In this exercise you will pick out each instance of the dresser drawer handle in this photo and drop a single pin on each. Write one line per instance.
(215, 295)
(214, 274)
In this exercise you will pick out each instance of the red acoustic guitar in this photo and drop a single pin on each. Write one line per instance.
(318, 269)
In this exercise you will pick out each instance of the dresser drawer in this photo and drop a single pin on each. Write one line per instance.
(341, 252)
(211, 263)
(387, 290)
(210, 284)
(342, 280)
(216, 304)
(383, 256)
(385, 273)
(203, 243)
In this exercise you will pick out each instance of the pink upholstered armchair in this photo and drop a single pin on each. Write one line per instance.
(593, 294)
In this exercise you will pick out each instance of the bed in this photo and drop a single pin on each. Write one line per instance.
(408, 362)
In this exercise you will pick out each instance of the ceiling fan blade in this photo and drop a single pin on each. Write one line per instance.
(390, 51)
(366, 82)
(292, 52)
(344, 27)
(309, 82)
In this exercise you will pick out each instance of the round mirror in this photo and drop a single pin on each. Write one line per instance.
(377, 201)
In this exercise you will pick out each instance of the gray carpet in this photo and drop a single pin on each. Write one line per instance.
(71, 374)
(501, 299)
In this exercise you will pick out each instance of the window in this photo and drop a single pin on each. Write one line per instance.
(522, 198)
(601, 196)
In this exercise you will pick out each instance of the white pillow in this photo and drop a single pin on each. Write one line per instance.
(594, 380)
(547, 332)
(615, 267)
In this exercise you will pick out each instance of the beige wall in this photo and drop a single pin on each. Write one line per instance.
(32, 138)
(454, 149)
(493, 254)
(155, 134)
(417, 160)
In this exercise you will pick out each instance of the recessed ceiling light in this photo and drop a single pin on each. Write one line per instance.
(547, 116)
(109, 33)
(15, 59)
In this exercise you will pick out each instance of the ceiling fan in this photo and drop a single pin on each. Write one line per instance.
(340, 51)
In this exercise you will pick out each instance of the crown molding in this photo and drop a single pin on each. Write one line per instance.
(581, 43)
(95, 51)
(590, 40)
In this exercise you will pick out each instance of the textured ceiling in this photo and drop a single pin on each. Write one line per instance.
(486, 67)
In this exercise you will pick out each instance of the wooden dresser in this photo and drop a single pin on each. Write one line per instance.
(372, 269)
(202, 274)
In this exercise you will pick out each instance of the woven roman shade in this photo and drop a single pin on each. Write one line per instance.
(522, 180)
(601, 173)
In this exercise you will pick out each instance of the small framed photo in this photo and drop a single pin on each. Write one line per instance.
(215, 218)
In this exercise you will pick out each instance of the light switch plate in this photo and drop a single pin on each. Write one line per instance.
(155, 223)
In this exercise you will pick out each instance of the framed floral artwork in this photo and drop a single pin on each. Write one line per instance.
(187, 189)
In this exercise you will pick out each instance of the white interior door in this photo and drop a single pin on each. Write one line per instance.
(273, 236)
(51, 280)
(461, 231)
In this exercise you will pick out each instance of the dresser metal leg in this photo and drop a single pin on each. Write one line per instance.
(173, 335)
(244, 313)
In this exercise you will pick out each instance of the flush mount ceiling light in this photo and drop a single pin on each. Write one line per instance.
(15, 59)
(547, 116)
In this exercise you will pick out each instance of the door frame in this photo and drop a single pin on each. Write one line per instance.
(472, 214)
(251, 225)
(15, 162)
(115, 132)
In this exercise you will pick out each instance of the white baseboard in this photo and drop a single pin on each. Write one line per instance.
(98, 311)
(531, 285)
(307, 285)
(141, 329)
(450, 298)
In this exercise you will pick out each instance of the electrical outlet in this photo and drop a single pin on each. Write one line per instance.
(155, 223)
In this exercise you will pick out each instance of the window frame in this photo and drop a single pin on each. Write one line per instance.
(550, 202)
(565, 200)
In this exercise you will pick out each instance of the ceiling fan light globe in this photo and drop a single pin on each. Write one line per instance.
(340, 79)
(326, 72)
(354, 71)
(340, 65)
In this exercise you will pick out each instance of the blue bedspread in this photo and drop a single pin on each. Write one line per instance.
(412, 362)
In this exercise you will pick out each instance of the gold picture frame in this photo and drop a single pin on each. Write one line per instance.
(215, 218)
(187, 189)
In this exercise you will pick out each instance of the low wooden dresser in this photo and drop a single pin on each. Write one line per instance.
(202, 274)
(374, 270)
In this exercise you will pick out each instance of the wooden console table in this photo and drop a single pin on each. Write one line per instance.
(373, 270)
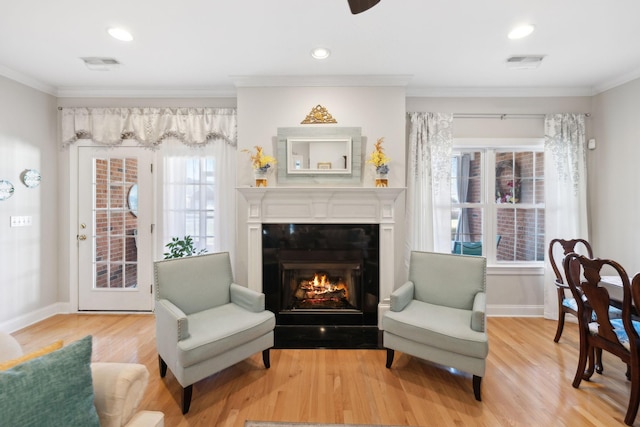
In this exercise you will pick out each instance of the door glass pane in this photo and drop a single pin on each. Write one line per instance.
(115, 225)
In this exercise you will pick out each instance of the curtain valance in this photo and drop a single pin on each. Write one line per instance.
(149, 126)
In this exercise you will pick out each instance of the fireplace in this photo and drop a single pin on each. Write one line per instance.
(321, 274)
(297, 228)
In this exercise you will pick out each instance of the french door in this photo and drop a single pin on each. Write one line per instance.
(115, 215)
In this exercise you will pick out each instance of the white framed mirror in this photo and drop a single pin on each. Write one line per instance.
(318, 156)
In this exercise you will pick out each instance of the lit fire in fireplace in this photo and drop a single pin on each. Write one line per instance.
(320, 290)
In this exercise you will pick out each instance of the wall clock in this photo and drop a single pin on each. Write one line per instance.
(31, 178)
(6, 189)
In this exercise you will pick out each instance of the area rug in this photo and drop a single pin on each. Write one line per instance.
(284, 424)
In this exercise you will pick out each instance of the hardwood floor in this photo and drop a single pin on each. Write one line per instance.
(527, 383)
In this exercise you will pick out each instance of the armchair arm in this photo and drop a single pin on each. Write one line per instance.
(118, 390)
(478, 313)
(171, 320)
(402, 296)
(247, 298)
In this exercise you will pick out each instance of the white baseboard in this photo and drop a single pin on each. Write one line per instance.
(493, 310)
(34, 317)
(503, 310)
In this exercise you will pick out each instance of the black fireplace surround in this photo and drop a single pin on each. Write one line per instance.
(322, 283)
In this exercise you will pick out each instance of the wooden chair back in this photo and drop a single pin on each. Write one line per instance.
(560, 248)
(600, 334)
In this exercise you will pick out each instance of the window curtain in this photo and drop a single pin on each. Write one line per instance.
(428, 204)
(566, 199)
(213, 130)
(462, 180)
(148, 126)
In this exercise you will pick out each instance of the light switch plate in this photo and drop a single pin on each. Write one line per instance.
(21, 221)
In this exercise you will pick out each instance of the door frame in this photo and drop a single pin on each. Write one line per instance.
(68, 207)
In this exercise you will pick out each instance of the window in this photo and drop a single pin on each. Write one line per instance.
(188, 198)
(497, 195)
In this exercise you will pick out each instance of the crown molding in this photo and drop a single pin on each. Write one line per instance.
(74, 92)
(610, 84)
(319, 81)
(27, 80)
(497, 92)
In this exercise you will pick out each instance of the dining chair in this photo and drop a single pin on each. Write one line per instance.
(616, 336)
(558, 249)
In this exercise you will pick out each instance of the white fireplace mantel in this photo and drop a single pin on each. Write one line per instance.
(322, 205)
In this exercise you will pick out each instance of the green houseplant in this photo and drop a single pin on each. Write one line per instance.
(179, 248)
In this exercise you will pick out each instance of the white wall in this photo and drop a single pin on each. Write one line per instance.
(29, 256)
(614, 203)
(509, 292)
(379, 111)
(35, 266)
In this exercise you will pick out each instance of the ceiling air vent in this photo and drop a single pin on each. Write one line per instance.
(524, 62)
(101, 64)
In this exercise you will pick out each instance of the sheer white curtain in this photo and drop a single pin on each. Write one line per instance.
(428, 210)
(462, 181)
(565, 200)
(148, 126)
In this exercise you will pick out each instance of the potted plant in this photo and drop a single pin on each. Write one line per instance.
(179, 248)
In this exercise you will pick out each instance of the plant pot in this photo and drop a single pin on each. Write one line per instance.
(382, 180)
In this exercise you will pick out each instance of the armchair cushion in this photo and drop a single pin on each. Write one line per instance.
(437, 326)
(402, 296)
(449, 280)
(118, 389)
(478, 312)
(219, 329)
(247, 298)
(203, 281)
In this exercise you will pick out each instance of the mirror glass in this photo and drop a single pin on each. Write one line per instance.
(319, 155)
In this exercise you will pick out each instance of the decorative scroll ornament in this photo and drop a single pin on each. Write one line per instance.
(318, 114)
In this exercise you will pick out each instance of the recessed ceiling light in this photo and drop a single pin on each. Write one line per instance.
(521, 31)
(120, 34)
(320, 53)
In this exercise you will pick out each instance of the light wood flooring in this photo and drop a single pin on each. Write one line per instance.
(527, 383)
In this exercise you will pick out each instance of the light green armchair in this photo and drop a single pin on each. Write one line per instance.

**Set problem**
Write out the entries above word for word, from the line containing "the light wood" through the last line of the entries.

**Output for this exercise**
In this exercise you will pick out each instance of the light wood flooring in this photo and drop a single pin on each. Write one line per instance.
(527, 383)
In this exercise you will pick out each instance of the light green armchair in this photo and drop a single pin on each. Write one line per instance.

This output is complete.